Please copy out the items below, putting "occurrence" wherever "instance" appears and leaving everything else unchanged.

---+---

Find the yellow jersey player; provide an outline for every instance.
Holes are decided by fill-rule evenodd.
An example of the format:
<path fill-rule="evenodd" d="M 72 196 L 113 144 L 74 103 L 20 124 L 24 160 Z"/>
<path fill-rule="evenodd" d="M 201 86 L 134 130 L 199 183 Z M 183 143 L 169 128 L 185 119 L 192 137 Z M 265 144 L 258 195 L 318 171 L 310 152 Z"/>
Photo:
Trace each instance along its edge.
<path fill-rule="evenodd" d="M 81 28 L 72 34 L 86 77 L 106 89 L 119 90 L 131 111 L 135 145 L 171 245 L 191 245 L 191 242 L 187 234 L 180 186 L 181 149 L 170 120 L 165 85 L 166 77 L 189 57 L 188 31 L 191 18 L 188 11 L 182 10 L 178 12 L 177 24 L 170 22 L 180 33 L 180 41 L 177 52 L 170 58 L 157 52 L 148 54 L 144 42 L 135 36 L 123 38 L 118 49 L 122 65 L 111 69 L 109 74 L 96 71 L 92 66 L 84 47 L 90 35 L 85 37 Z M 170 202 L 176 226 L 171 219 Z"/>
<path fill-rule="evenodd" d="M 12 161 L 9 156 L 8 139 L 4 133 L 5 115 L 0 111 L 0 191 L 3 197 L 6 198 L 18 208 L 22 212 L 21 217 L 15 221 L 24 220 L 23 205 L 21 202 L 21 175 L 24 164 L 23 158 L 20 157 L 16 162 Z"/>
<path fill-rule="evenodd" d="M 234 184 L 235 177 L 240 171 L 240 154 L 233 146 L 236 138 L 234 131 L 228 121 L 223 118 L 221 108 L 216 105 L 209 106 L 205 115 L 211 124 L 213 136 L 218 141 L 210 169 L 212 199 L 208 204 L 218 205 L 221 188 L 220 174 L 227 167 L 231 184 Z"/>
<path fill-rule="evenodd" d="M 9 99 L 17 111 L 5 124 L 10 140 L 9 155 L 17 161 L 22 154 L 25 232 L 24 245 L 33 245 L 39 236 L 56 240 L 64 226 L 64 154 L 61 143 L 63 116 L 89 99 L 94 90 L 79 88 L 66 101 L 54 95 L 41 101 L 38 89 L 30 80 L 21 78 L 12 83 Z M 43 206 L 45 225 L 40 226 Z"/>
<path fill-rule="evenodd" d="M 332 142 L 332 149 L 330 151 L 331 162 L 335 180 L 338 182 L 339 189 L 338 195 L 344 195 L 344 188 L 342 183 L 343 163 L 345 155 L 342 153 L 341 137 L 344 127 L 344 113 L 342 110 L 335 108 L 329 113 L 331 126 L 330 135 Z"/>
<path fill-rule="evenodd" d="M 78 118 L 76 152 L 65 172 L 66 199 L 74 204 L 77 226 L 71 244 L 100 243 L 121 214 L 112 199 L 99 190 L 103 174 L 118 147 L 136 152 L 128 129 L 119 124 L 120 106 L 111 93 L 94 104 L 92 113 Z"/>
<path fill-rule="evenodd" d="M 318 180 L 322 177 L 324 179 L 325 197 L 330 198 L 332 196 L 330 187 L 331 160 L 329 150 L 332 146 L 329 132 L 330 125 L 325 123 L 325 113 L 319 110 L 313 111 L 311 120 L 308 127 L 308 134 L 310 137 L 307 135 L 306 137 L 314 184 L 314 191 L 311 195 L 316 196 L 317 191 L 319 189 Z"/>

---+---

§ Result of the exercise
Find the yellow jersey player; provide an outline for every occurrence.
Holes are decided by fill-rule evenodd.
An example of the format:
<path fill-rule="evenodd" d="M 72 196 L 113 144 L 74 103 L 20 124 L 24 160 Z"/>
<path fill-rule="evenodd" d="M 201 86 L 134 130 L 199 183 Z M 183 143 L 169 128 L 185 119 L 192 137 Z M 265 144 L 258 195 L 318 171 L 310 152 Z"/>
Photo:
Trace each occurrence along its edge.
<path fill-rule="evenodd" d="M 81 28 L 72 34 L 86 77 L 106 89 L 119 90 L 131 111 L 135 145 L 171 245 L 191 245 L 191 242 L 187 234 L 180 186 L 181 149 L 170 120 L 165 85 L 166 77 L 189 57 L 188 31 L 191 18 L 188 11 L 182 10 L 178 12 L 177 24 L 170 22 L 180 33 L 180 41 L 177 52 L 170 58 L 157 52 L 148 54 L 144 42 L 135 36 L 123 38 L 118 49 L 122 65 L 111 69 L 109 74 L 96 71 L 92 66 L 84 47 L 90 35 L 85 37 Z M 170 202 L 176 226 L 171 219 Z"/>
<path fill-rule="evenodd" d="M 12 161 L 9 156 L 8 139 L 4 133 L 5 115 L 0 111 L 0 191 L 3 197 L 6 198 L 18 208 L 22 212 L 21 217 L 15 221 L 24 220 L 23 205 L 21 202 L 21 175 L 24 164 L 23 158 L 20 157 L 16 162 Z"/>
<path fill-rule="evenodd" d="M 234 184 L 235 177 L 240 171 L 240 154 L 233 146 L 236 138 L 234 131 L 228 121 L 223 118 L 221 108 L 216 105 L 209 106 L 205 115 L 211 124 L 213 136 L 218 141 L 210 169 L 212 199 L 208 204 L 218 205 L 221 188 L 220 174 L 227 167 L 231 184 Z"/>
<path fill-rule="evenodd" d="M 9 99 L 17 111 L 5 124 L 10 140 L 9 155 L 17 161 L 22 154 L 25 232 L 24 245 L 33 245 L 39 236 L 56 240 L 64 226 L 64 154 L 61 143 L 63 116 L 89 99 L 94 90 L 79 88 L 66 101 L 54 95 L 41 101 L 38 89 L 30 80 L 21 78 L 12 83 Z M 43 206 L 45 225 L 40 226 Z"/>
<path fill-rule="evenodd" d="M 332 142 L 332 149 L 330 151 L 331 162 L 335 180 L 338 182 L 339 189 L 338 195 L 344 195 L 344 188 L 342 183 L 343 163 L 345 155 L 342 153 L 341 137 L 344 127 L 344 113 L 342 110 L 335 108 L 329 113 L 331 126 L 330 135 Z"/>
<path fill-rule="evenodd" d="M 78 118 L 76 152 L 65 172 L 66 199 L 74 204 L 77 226 L 71 244 L 100 243 L 121 214 L 112 199 L 99 190 L 103 174 L 118 147 L 136 152 L 128 129 L 119 124 L 120 106 L 111 93 L 94 104 L 92 113 Z"/>
<path fill-rule="evenodd" d="M 318 180 L 322 177 L 324 179 L 325 197 L 330 198 L 332 196 L 330 187 L 331 160 L 329 150 L 332 146 L 329 132 L 330 125 L 325 123 L 325 113 L 319 110 L 313 111 L 311 120 L 308 127 L 308 134 L 310 137 L 307 135 L 306 137 L 314 184 L 314 191 L 311 195 L 316 196 L 317 191 L 319 189 Z"/>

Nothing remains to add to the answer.